===== RECORDS SUPPLIED =====

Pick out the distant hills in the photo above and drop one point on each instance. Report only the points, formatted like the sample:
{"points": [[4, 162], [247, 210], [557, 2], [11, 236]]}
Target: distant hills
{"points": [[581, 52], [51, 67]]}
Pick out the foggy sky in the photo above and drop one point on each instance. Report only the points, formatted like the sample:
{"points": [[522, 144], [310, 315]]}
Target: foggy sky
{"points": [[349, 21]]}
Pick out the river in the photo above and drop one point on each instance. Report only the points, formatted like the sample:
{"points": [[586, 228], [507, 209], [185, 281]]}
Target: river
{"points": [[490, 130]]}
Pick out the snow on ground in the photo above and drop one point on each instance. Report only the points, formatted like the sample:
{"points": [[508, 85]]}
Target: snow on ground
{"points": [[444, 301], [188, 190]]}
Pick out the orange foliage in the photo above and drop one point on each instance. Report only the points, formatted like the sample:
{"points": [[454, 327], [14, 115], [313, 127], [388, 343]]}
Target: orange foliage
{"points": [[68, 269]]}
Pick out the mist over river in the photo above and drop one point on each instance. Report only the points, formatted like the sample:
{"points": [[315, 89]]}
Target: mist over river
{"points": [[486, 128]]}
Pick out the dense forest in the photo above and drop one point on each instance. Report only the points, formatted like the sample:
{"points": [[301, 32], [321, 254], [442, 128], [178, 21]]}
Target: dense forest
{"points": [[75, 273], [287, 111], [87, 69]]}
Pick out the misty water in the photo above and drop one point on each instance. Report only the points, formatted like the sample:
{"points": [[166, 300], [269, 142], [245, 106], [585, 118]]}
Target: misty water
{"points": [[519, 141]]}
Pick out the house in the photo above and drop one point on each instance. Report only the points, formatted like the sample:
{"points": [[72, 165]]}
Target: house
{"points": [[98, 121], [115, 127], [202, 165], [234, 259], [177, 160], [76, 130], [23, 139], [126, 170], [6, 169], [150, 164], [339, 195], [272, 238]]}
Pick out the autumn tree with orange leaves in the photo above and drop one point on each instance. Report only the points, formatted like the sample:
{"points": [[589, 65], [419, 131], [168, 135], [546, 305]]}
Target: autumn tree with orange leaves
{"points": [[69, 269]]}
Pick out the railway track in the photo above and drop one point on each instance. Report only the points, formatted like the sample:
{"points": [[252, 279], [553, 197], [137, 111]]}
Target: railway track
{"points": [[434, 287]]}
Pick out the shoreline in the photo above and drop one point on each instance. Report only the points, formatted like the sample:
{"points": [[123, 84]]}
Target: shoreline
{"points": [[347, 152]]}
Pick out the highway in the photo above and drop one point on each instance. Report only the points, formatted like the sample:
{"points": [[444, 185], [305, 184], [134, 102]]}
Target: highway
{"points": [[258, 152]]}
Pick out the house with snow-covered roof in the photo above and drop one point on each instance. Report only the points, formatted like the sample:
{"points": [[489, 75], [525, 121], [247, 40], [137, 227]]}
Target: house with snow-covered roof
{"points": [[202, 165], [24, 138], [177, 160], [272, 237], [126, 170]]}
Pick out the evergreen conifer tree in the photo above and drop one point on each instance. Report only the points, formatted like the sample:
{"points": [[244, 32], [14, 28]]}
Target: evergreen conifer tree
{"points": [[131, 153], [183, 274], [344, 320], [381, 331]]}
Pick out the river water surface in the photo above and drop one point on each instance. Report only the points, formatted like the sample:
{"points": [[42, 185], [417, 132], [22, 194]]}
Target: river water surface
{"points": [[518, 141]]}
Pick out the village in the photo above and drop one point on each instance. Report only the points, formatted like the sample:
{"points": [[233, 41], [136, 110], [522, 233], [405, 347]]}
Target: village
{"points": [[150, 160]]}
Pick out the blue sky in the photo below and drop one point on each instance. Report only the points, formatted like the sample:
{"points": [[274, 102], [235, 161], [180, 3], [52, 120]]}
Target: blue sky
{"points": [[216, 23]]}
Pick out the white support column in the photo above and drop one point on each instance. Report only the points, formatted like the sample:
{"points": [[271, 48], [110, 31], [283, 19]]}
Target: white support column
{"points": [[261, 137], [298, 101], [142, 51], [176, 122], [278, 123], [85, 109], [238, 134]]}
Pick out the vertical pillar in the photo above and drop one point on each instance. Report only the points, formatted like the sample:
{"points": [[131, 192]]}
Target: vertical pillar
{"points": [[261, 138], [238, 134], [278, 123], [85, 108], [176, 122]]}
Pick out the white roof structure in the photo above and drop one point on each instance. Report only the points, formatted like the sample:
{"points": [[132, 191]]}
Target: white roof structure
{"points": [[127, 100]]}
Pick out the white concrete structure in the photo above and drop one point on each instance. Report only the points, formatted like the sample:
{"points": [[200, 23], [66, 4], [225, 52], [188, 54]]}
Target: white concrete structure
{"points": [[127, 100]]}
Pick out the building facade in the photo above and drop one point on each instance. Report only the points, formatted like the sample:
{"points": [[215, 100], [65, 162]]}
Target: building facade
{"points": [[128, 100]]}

=====

THE PROBLEM → Reproduce word for word the part of the listing that opens with the line containing "Pick out the white roof" and closes with the listing's final line.

RESULT OF THE TASK →
Pick out the white roof structure in the photo above and drop one point on each instance. Report only the points, formatted like the sample:
{"points": [[132, 191]]}
Target: white roof structure
{"points": [[127, 100]]}
Pick out the white concrete structure in the photo above and drop one point on each instance. Report only the points, formatted like the sample:
{"points": [[200, 23], [66, 4], [225, 52], [188, 54]]}
Target: white concrete structure
{"points": [[127, 100]]}
Pick out the building facade in the photo above and drop one point on each instance. Report only the points, formatted like the sample:
{"points": [[215, 100], [65, 162]]}
Target: building facade
{"points": [[128, 100]]}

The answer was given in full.